(Detection annotation records)
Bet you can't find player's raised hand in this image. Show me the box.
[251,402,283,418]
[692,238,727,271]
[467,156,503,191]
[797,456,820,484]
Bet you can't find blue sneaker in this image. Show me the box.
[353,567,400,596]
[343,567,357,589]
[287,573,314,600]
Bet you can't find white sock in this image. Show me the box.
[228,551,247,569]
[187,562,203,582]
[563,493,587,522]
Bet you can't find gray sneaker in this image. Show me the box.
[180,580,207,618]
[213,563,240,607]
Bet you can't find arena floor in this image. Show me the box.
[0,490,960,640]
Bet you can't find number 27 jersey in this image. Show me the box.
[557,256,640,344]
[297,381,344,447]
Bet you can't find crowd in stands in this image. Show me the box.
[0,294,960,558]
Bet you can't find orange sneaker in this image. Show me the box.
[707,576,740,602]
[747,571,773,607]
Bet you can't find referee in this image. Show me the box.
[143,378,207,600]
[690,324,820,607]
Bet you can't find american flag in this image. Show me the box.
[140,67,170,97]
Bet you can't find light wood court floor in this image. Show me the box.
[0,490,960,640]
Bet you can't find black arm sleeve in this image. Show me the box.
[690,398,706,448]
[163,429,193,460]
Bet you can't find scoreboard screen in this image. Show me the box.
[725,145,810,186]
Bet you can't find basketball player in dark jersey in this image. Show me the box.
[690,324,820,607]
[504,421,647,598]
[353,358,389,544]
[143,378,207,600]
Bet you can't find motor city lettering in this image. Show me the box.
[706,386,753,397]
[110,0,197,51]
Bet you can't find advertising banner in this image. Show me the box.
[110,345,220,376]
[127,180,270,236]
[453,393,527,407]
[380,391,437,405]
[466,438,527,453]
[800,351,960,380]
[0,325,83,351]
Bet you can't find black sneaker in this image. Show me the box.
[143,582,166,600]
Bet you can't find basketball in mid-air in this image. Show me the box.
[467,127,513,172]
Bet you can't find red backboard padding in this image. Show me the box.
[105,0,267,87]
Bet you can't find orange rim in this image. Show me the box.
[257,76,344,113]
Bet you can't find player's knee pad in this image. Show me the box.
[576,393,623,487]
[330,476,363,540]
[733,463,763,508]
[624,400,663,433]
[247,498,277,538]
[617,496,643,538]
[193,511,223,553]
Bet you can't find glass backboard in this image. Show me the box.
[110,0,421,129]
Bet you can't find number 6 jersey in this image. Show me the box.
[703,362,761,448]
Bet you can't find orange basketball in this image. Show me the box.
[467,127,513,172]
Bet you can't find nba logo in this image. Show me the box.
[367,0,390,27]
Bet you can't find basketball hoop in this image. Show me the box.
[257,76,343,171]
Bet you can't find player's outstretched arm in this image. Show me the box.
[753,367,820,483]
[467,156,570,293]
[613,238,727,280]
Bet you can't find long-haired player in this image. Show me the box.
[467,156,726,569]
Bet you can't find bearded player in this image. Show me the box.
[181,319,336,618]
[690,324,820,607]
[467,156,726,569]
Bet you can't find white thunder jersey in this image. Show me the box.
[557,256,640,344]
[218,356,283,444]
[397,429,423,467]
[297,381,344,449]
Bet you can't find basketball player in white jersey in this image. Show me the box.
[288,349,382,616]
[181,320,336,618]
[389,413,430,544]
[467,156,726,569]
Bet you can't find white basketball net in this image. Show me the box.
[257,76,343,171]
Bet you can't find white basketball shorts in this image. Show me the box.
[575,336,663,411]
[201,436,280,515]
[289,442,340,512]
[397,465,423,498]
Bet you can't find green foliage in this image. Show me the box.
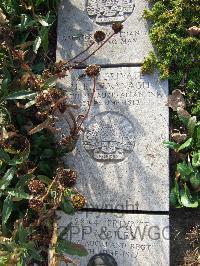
[143,0,200,208]
[0,0,87,266]
[164,108,200,208]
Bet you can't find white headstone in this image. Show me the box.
[57,0,153,64]
[59,212,169,266]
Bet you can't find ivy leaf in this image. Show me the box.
[177,107,191,127]
[2,196,13,225]
[180,185,198,208]
[61,198,75,215]
[0,149,10,163]
[192,151,200,167]
[177,162,194,180]
[6,91,37,100]
[33,36,42,54]
[37,16,50,27]
[190,172,200,191]
[18,223,29,244]
[178,138,193,151]
[23,242,43,262]
[59,223,72,240]
[196,125,200,148]
[7,189,30,200]
[168,89,185,111]
[188,116,197,137]
[56,240,88,257]
[0,167,16,190]
[43,76,57,89]
[37,175,52,185]
[163,141,180,150]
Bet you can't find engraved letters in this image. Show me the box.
[86,0,134,24]
[83,112,135,162]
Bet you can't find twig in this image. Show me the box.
[78,77,96,130]
[49,218,58,266]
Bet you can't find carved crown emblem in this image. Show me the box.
[83,112,135,162]
[86,0,135,24]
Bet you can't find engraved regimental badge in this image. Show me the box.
[83,112,135,162]
[86,0,135,24]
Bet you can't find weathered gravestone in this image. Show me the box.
[57,0,169,266]
[56,67,169,211]
[60,212,169,266]
[57,0,152,64]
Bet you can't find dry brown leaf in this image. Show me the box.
[187,26,200,36]
[168,89,185,111]
[28,119,52,135]
[171,132,187,143]
[20,72,30,87]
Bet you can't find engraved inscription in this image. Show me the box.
[83,112,135,162]
[86,0,135,24]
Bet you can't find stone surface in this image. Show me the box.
[59,212,169,266]
[59,67,169,211]
[57,0,153,64]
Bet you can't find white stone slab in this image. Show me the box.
[57,0,153,64]
[59,67,169,211]
[59,213,169,266]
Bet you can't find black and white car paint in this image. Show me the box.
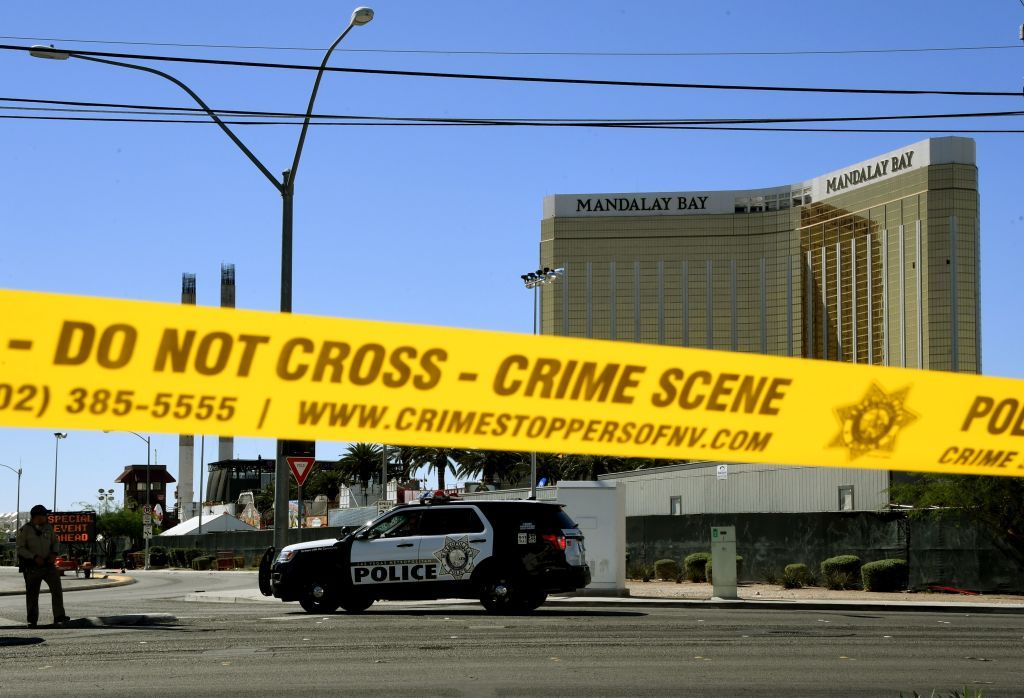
[260,499,590,613]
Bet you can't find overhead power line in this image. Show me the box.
[0,96,1024,127]
[0,34,1024,58]
[0,114,1024,134]
[0,44,1022,97]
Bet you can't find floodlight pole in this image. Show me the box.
[0,463,22,533]
[520,267,565,499]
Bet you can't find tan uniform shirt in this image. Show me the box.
[17,523,60,561]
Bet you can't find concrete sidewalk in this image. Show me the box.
[185,588,1024,614]
[0,567,135,597]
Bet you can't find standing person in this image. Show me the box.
[17,505,71,627]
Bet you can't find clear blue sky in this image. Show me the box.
[0,0,1024,511]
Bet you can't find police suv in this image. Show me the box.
[259,497,590,613]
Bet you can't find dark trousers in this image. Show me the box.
[25,563,65,623]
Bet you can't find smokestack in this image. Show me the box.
[175,273,195,521]
[217,264,234,461]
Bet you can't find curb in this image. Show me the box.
[80,613,178,627]
[184,593,1024,615]
[548,597,1024,615]
[0,574,137,597]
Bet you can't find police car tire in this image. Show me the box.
[341,592,374,613]
[299,580,339,613]
[480,572,544,615]
[522,592,548,612]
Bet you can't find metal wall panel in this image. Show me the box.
[601,463,889,516]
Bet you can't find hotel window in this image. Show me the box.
[839,485,853,512]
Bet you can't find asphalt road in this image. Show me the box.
[0,571,1024,698]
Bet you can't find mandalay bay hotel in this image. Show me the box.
[541,137,981,373]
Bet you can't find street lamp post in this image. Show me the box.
[103,430,153,569]
[96,487,114,514]
[0,463,22,531]
[520,267,565,499]
[29,7,374,550]
[53,432,68,505]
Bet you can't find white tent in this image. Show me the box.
[160,513,258,537]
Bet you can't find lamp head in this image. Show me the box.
[29,45,70,60]
[349,7,374,27]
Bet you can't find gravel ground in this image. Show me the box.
[626,579,1024,604]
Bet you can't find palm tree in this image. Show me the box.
[387,446,422,482]
[456,450,528,485]
[417,448,465,490]
[338,443,381,499]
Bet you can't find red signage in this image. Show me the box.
[285,455,316,487]
[46,512,96,543]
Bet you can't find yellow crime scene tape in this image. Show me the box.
[0,291,1024,476]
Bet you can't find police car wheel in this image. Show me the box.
[480,573,536,614]
[341,592,374,613]
[522,592,548,611]
[299,580,339,613]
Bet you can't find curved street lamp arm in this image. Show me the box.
[285,21,355,191]
[69,52,282,191]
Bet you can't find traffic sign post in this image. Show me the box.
[285,455,316,487]
[284,455,316,528]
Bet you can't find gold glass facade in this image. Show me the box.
[540,138,980,373]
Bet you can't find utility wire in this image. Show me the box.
[0,44,1024,97]
[0,96,1024,126]
[0,34,1024,58]
[6,115,1024,133]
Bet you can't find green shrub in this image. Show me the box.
[860,559,910,592]
[705,555,743,583]
[150,546,167,567]
[782,562,814,588]
[821,555,860,590]
[683,553,711,581]
[654,559,679,581]
[626,562,647,579]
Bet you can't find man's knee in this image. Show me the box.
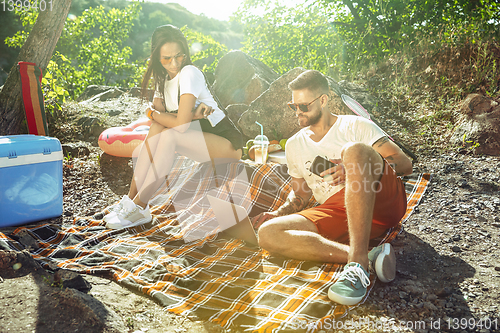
[340,142,377,159]
[258,219,284,252]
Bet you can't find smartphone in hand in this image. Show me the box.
[310,155,337,177]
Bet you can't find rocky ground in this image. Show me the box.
[0,91,500,333]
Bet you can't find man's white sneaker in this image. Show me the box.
[103,195,133,222]
[368,243,396,282]
[106,200,153,229]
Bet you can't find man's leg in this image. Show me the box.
[342,143,384,270]
[259,214,349,263]
[328,143,384,305]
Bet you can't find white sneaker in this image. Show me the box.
[106,200,153,229]
[368,243,396,282]
[103,195,133,222]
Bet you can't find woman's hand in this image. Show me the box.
[193,103,214,120]
[146,103,158,121]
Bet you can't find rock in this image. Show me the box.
[61,141,90,157]
[238,68,353,140]
[76,116,105,140]
[436,287,452,297]
[213,51,279,107]
[452,94,500,155]
[76,84,120,102]
[85,87,123,103]
[54,269,92,293]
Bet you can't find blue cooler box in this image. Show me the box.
[0,134,63,227]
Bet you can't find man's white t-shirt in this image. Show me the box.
[285,115,386,204]
[154,65,226,126]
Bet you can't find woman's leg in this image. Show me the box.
[128,122,165,199]
[133,129,241,208]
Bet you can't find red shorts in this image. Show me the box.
[296,160,406,243]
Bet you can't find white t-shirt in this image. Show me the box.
[154,65,226,126]
[285,115,386,204]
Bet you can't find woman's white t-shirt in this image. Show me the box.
[154,65,226,126]
[285,115,386,204]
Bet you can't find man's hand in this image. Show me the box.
[319,159,345,185]
[193,103,214,120]
[252,210,279,225]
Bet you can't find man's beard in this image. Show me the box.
[299,112,321,127]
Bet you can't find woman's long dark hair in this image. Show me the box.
[141,24,193,100]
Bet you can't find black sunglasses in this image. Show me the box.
[288,94,323,112]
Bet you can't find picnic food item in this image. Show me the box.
[99,118,151,157]
[248,143,281,161]
[249,134,269,163]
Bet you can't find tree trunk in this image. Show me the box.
[0,0,71,135]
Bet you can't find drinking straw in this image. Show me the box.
[255,120,264,162]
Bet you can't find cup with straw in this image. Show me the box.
[253,121,269,164]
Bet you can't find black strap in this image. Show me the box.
[201,71,227,116]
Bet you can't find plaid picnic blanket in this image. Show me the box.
[0,158,430,332]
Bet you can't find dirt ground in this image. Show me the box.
[0,91,500,333]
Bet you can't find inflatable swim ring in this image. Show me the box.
[99,118,151,157]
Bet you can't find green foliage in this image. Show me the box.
[56,2,143,96]
[6,2,145,101]
[5,2,38,48]
[234,1,345,73]
[234,0,500,78]
[181,26,228,72]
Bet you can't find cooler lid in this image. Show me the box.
[0,134,62,158]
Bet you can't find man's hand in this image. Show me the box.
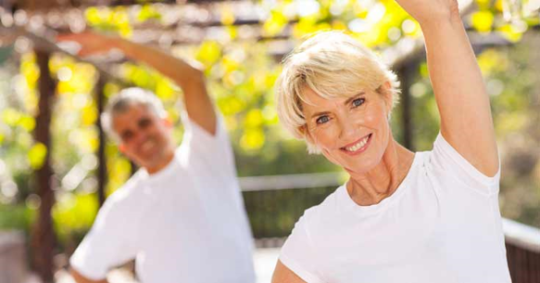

Stated problem: Lay out the data above as a two-column CSV headed input and output, starting at the line containing "Bet you can't find lamp" and ending at the line containing "[0,291,1024,476]". Give each line of text one row together with the coordinates that follow it, put every field in quotation marks, and replace line breaks with spaces.

Output of the task:
input,output
"Bet you can't find lamp head in this image. Show me the box.","[29,45,70,60] [349,7,374,27]"
"Bet you can't find gravel ground in this image. Show me the box.","[626,579,1024,604]"
"Bet you can't find palm tree in this image. Show me the box.","[387,446,422,482] [456,450,528,485] [417,448,465,490] [338,443,381,499]"
"Bet you can't find red signage in this image. Show me the box.","[285,455,316,487] [46,512,96,543]"
"Bet you can't find yellow crime scene tape in this image. Show me the box.","[0,291,1024,476]"